--- Entries supplied ---

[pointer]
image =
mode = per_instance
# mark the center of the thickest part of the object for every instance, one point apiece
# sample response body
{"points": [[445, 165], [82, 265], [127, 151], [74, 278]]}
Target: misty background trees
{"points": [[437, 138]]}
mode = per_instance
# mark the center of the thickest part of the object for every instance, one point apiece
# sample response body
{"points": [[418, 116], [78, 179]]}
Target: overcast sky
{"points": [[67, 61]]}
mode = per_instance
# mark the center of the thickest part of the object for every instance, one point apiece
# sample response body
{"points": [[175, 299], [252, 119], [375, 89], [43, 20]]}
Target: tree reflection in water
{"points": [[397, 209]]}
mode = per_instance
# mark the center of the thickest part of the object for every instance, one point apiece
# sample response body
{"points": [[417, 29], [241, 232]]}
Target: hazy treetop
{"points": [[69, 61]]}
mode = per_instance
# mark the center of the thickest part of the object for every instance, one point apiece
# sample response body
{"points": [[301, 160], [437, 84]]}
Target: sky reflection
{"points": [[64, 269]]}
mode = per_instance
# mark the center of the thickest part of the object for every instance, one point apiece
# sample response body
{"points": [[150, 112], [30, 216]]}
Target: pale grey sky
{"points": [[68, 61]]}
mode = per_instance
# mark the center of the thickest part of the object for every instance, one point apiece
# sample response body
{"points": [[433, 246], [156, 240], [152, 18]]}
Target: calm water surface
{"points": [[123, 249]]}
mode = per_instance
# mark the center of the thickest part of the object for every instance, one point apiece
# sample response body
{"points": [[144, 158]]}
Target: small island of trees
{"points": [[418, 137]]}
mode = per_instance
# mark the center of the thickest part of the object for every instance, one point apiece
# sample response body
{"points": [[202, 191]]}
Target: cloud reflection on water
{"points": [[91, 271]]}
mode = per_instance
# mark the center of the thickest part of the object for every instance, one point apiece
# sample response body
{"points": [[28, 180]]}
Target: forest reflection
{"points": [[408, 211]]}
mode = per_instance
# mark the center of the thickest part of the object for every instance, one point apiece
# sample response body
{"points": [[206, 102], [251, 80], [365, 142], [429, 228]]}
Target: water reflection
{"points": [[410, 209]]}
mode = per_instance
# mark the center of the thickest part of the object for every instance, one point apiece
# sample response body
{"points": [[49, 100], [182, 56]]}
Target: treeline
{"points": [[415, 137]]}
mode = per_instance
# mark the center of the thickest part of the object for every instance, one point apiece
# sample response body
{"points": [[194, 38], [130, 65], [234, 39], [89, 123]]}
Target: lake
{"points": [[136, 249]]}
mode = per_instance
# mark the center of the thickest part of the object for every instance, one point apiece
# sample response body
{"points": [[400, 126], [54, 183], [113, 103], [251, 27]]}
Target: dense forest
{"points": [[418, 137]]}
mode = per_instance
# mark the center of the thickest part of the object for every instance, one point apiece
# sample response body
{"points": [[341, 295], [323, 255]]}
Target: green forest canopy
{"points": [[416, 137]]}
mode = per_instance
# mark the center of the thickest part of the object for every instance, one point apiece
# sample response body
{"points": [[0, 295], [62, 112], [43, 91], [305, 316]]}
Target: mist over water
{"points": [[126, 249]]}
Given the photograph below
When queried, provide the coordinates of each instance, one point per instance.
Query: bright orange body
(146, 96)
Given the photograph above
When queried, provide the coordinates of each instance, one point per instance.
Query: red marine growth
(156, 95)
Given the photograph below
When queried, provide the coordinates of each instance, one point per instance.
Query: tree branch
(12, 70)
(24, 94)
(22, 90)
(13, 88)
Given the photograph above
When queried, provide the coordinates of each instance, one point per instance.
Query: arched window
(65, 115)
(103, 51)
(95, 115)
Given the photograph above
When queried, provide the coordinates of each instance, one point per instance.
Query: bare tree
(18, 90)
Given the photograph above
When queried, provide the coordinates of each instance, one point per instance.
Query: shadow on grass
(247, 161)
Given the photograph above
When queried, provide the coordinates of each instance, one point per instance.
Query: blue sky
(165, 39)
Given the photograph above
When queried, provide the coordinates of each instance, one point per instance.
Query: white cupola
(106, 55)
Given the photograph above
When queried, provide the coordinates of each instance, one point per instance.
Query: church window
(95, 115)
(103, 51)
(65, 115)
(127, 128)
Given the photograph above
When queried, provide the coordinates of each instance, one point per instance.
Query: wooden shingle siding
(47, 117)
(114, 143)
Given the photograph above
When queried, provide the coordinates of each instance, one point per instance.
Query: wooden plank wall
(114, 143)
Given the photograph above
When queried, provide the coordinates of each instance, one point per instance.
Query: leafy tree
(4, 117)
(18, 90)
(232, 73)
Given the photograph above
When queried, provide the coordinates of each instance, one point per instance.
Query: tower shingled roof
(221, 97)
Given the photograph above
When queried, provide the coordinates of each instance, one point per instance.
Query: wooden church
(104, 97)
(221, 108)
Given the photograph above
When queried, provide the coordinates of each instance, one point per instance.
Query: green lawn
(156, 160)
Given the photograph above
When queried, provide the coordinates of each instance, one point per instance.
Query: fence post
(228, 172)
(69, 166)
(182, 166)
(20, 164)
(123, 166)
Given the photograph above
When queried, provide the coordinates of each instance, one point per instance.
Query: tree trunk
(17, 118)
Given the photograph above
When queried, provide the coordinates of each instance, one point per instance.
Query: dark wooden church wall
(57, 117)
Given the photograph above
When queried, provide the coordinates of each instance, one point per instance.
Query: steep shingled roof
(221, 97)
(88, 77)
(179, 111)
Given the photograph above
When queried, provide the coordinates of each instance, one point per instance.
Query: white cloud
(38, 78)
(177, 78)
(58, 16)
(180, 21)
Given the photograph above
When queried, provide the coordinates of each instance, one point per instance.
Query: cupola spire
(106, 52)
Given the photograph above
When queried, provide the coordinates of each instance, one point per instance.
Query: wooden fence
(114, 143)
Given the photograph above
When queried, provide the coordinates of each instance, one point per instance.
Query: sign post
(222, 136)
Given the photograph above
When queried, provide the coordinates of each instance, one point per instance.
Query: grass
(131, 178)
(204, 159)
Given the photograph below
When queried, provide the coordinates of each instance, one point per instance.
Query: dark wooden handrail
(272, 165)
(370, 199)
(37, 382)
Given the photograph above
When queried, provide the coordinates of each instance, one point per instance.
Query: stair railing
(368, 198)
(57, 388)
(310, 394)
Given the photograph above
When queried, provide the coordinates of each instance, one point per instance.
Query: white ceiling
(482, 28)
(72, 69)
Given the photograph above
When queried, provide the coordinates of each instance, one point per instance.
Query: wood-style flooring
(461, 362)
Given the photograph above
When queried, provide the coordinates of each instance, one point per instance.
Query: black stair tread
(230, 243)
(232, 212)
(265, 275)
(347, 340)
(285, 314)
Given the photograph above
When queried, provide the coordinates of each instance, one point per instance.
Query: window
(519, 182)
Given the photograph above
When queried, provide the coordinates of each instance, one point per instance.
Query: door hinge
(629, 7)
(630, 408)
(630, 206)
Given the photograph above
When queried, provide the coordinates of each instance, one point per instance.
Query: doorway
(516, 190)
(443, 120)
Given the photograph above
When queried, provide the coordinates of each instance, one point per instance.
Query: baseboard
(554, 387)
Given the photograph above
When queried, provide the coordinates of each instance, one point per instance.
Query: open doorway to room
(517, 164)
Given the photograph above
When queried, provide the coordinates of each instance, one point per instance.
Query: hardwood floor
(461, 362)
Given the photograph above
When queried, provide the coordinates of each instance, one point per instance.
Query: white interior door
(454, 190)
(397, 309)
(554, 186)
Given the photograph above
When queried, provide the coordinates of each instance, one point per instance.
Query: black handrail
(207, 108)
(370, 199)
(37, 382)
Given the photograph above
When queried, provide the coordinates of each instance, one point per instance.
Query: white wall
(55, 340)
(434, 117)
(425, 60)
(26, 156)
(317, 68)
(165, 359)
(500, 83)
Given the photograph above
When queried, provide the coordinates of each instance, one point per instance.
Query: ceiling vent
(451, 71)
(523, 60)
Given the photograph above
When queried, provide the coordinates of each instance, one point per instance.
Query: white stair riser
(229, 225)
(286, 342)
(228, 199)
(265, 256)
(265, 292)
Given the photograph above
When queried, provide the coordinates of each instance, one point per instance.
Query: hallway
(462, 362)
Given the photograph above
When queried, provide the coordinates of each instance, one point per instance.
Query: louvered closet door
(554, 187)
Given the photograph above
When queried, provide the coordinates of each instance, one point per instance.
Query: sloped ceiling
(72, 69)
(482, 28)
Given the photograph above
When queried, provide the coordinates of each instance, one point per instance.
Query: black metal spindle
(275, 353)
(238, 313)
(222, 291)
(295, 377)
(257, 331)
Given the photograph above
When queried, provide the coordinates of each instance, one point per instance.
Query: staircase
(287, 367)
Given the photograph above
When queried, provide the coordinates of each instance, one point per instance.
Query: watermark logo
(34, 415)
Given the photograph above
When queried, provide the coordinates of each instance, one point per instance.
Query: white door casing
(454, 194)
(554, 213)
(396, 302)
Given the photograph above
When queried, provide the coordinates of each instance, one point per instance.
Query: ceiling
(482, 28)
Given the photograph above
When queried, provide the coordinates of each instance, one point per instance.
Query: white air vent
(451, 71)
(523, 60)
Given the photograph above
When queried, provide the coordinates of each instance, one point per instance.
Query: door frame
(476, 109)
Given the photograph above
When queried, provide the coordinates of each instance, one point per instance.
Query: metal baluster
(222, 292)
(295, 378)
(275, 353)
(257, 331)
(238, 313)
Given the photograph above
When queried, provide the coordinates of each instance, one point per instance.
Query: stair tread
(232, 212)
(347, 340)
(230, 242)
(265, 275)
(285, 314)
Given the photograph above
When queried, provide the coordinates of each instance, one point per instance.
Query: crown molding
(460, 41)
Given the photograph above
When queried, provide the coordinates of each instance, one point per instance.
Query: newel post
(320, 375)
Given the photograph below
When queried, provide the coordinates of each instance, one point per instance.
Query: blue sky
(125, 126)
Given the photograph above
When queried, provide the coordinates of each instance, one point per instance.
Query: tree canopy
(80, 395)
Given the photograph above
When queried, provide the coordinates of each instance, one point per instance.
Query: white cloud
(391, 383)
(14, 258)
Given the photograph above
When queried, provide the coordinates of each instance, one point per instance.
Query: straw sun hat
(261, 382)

---

### [Task goal]
The lines beginning with the one that holds "Query: metal baluster" and ending with the last line of the data above are to be reproduced exactly, and nothing else.

### [Written solution]
Query: metal baluster
(222, 292)
(295, 378)
(275, 353)
(257, 331)
(238, 313)
Given the photograph above
When queried, provide the coordinates of each instance, one point per instance.
Query: stair tread
(232, 212)
(347, 340)
(230, 242)
(265, 275)
(285, 314)
Given the photograph above
When queried, provide the coordinates of each instance, one point per instance.
Query: crown molding
(460, 41)
Given the photograph above
When queried, provide the coordinates of each instance, one point per instance.
Query: newel post
(320, 375)
Given the photograph below
When queried, provide the coordinates of each instance, one point per instance.
Query: blue sky
(125, 126)
Given the photograph above
When queried, provide the coordinates of each instance, one point per instance.
Query: tree canopy
(80, 395)
Given the photograph above
When queried, provide the coordinates of each instance, one point per instance.
Query: white cloud
(391, 383)
(14, 258)
Given the photograph above
When queried, provide the coordinates of each instance, one point per instance.
Query: straw sun hat
(261, 382)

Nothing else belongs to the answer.